Seite:

Durch das E-Bike konnte ich mich komplett aufs Fahren konzentrieren, die Anstiege waren dadurch sehr einfach und ich wurde nicht schon vom Treten müde. Ich könnte mir gut vorstellen, wenn ich mehr Erfahrung mit dem E-Bike habe, auch einmal ein normales MTB auszuprobieren, denn Spaß macht es schon. Und ganz ehrlich, schnell fahren ist einfach geil!
Meinung @eMTB-News.de
„Papa, dass müssen wir unbedingt wieder machen.”, das waren die ersten Worte meiner Tochter, als wir nach der Tour an der Eisdiele anhielten. Dabei hatte sie ein so breites Grinsen im Gesicht, wie es wahrscheinlich nur ein neuer Lippenstift oder eine Konzertkarte für Cro auslösen kann.

Aufgabe A: Liste jede Zeile der Datensätze auf, in der die Zeichenfolge „cloud“ vorkommt, wobei Groß- und Kleinschreibung zählt.
Der Text und die Datensätze sind voneinander unabhängiges Material.

Datensatzzeilen
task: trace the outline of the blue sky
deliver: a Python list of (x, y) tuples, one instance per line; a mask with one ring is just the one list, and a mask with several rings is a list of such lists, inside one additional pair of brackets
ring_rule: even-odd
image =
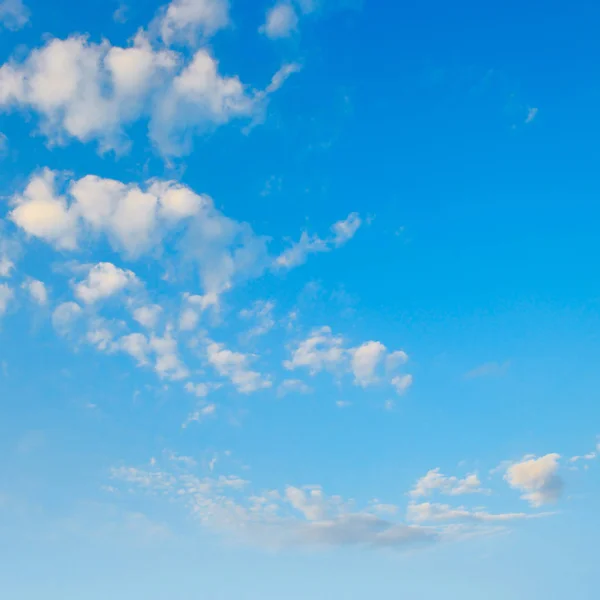
[(1, 0), (2, 595), (596, 598), (599, 16)]

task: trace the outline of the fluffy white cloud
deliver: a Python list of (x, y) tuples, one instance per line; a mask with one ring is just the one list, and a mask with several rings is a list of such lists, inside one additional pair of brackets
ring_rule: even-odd
[(463, 494), (481, 494), (486, 490), (481, 488), (481, 481), (475, 473), (467, 475), (464, 479), (458, 477), (447, 477), (440, 473), (440, 469), (431, 469), (421, 477), (415, 487), (409, 492), (413, 498), (430, 496), (434, 492), (449, 496), (461, 496)]
[(334, 335), (330, 327), (321, 327), (314, 329), (292, 350), (291, 358), (284, 361), (283, 366), (290, 371), (306, 368), (311, 375), (321, 371), (336, 374), (351, 372), (356, 385), (368, 387), (387, 381), (398, 394), (402, 394), (412, 384), (412, 376), (398, 375), (397, 369), (407, 360), (405, 352), (389, 353), (377, 341), (346, 348), (341, 336)]
[[(219, 7), (226, 13), (218, 0), (175, 0), (159, 22), (162, 35), (171, 40), (207, 32), (224, 22), (209, 18)], [(205, 48), (186, 64), (182, 54), (155, 49), (143, 31), (127, 47), (72, 35), (0, 66), (0, 110), (32, 110), (50, 142), (95, 140), (101, 151), (125, 149), (125, 128), (149, 120), (160, 151), (183, 154), (192, 134), (259, 116), (295, 70), (286, 65), (265, 90), (253, 90), (236, 76), (221, 76)]]
[(48, 169), (32, 177), (25, 191), (13, 197), (15, 207), (9, 218), (27, 234), (60, 250), (73, 250), (77, 246), (76, 218), (66, 199), (55, 194), (54, 180), (55, 174)]
[(332, 235), (325, 240), (304, 231), (298, 242), (292, 244), (275, 259), (274, 266), (278, 269), (291, 269), (304, 264), (310, 254), (329, 252), (333, 248), (342, 246), (354, 237), (360, 225), (361, 219), (358, 214), (351, 213), (346, 219), (331, 226)]
[(266, 238), (186, 186), (173, 181), (138, 186), (88, 175), (70, 182), (61, 195), (56, 179), (48, 169), (33, 175), (13, 197), (9, 216), (57, 249), (75, 250), (80, 240), (104, 235), (115, 251), (135, 259), (157, 251), (177, 231), (179, 256), (196, 264), (205, 301), (212, 304), (235, 281), (259, 275), (268, 264)]
[(191, 45), (227, 25), (228, 0), (172, 0), (159, 11), (153, 24), (165, 44), (179, 42)]
[(0, 0), (0, 29), (16, 31), (29, 22), (29, 9), (23, 0)]
[(228, 350), (223, 344), (208, 341), (206, 345), (208, 362), (222, 377), (227, 377), (242, 394), (251, 394), (271, 387), (269, 378), (250, 368), (251, 356)]
[(75, 285), (75, 296), (85, 304), (93, 304), (136, 283), (138, 279), (131, 271), (119, 269), (112, 263), (98, 263), (90, 268), (83, 281)]
[(8, 283), (0, 283), (0, 317), (8, 309), (8, 304), (14, 298), (15, 293)]
[(271, 39), (288, 37), (298, 25), (298, 15), (291, 2), (278, 2), (267, 12), (260, 32)]
[(546, 454), (536, 458), (526, 456), (521, 462), (508, 467), (504, 479), (532, 506), (556, 502), (564, 487), (558, 475), (560, 454)]
[(94, 44), (85, 36), (51, 39), (23, 63), (0, 67), (0, 107), (31, 109), (53, 142), (123, 144), (122, 127), (146, 110), (149, 94), (168, 80), (178, 57), (154, 51), (143, 35), (132, 46)]
[(40, 306), (46, 306), (48, 304), (48, 290), (43, 281), (37, 279), (28, 279), (22, 285), (23, 289), (31, 296)]
[(490, 514), (483, 510), (469, 510), (460, 506), (452, 508), (448, 504), (423, 502), (411, 503), (407, 510), (407, 519), (414, 523), (430, 523), (440, 521), (480, 521), (484, 523), (514, 521), (516, 519), (532, 519), (543, 515), (526, 513)]
[(8, 256), (0, 256), (0, 277), (10, 277), (15, 263)]
[(300, 367), (307, 368), (311, 375), (324, 369), (335, 370), (346, 360), (344, 339), (334, 336), (330, 327), (321, 327), (312, 331), (310, 336), (300, 342), (292, 352), (292, 358), (283, 366), (292, 371)]

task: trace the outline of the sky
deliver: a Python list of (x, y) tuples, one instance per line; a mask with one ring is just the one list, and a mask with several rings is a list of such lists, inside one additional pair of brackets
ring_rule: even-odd
[(0, 594), (600, 576), (600, 6), (0, 0)]

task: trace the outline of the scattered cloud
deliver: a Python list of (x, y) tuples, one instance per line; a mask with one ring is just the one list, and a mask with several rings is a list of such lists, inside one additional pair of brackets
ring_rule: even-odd
[(484, 494), (481, 481), (476, 473), (470, 473), (464, 479), (454, 476), (446, 476), (440, 469), (431, 469), (421, 477), (415, 487), (409, 492), (412, 498), (431, 496), (434, 493), (447, 496), (461, 496), (463, 494)]
[(390, 353), (377, 341), (347, 348), (344, 338), (334, 335), (331, 328), (325, 326), (314, 329), (308, 338), (299, 342), (283, 366), (290, 371), (305, 368), (311, 375), (321, 371), (336, 375), (350, 372), (355, 385), (365, 388), (387, 382), (398, 394), (403, 394), (412, 384), (412, 376), (399, 375), (397, 370), (407, 360), (404, 351)]
[(15, 293), (8, 283), (0, 283), (0, 317), (6, 313), (14, 296)]
[(75, 296), (85, 304), (93, 304), (139, 283), (132, 271), (119, 269), (112, 263), (90, 267), (87, 277), (75, 285)]
[(21, 287), (27, 291), (31, 299), (40, 306), (46, 306), (48, 304), (48, 290), (43, 281), (28, 279)]
[(302, 232), (300, 240), (292, 244), (287, 250), (275, 259), (275, 268), (291, 269), (306, 262), (310, 254), (329, 252), (351, 240), (361, 225), (361, 219), (357, 213), (351, 213), (342, 221), (331, 226), (333, 235), (325, 240), (317, 235), (309, 235)]
[(195, 46), (229, 24), (228, 0), (172, 0), (159, 10), (150, 29), (167, 45)]
[[(220, 0), (174, 0), (154, 24), (165, 41), (191, 41), (225, 24), (226, 7)], [(187, 60), (155, 48), (143, 29), (126, 47), (77, 34), (51, 38), (23, 61), (0, 66), (0, 110), (37, 113), (51, 144), (96, 141), (101, 152), (127, 150), (127, 127), (147, 120), (160, 152), (180, 156), (196, 134), (236, 119), (258, 122), (269, 96), (298, 70), (284, 65), (255, 90), (218, 67), (207, 48)]]
[(224, 344), (208, 340), (206, 343), (208, 362), (222, 377), (231, 381), (238, 392), (251, 394), (272, 385), (270, 378), (250, 368), (252, 355), (228, 350)]
[(558, 475), (559, 460), (559, 454), (526, 456), (508, 467), (504, 479), (512, 488), (523, 492), (521, 498), (532, 506), (552, 504), (560, 498), (564, 487)]
[(278, 2), (269, 9), (260, 32), (271, 39), (289, 37), (298, 25), (298, 15), (291, 2)]

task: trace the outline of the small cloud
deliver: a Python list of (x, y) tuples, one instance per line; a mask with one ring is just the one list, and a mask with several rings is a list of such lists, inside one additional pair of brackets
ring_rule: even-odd
[(510, 361), (503, 363), (489, 362), (475, 367), (471, 371), (465, 373), (465, 379), (479, 379), (480, 377), (501, 377), (505, 375), (510, 368)]

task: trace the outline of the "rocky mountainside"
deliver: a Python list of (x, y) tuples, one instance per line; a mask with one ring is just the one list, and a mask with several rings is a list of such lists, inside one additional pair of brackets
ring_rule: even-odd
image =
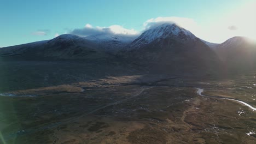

Aufgabe B: Gib aus dem Text über die E-Bike-Tour den Abschnitt wortgetreu wieder, beginnend bei „Durch das E-Bike“ und endend bei „Cro auslösen kann.“.

Lösung A:
task: trace the outline of the fluffy white cloud
task: trace the outline of the scattered cloud
task: trace the outline of the small cloud

Lösung B:
Durch das E-Bike konnte ich mich komplett aufs Fahren konzentrieren, die Anstiege waren dadurch sehr einfach und ich wurde nicht schon vom Treten müde. Ich könnte mir gut vorstellen, wenn ich mehr Erfahrung mit dem E-Bike habe, auch einmal ein normales MTB auszuprobieren, denn Spaß macht es schon. Und ganz ehrlich, schnell fahren ist einfach geil!
Meinung @eMTB-News.de
„Papa, dass müssen wir unbedingt wieder machen.”, das waren die ersten Worte meiner Tochter, als wir nach der Tour an der Eisdiele anhielten. Dabei hatte sie ein so breites Grinsen im Gesicht, wie es wahrscheinlich nur ein neuer Lippenstift oder eine Konzertkarte für Cro auslösen kann.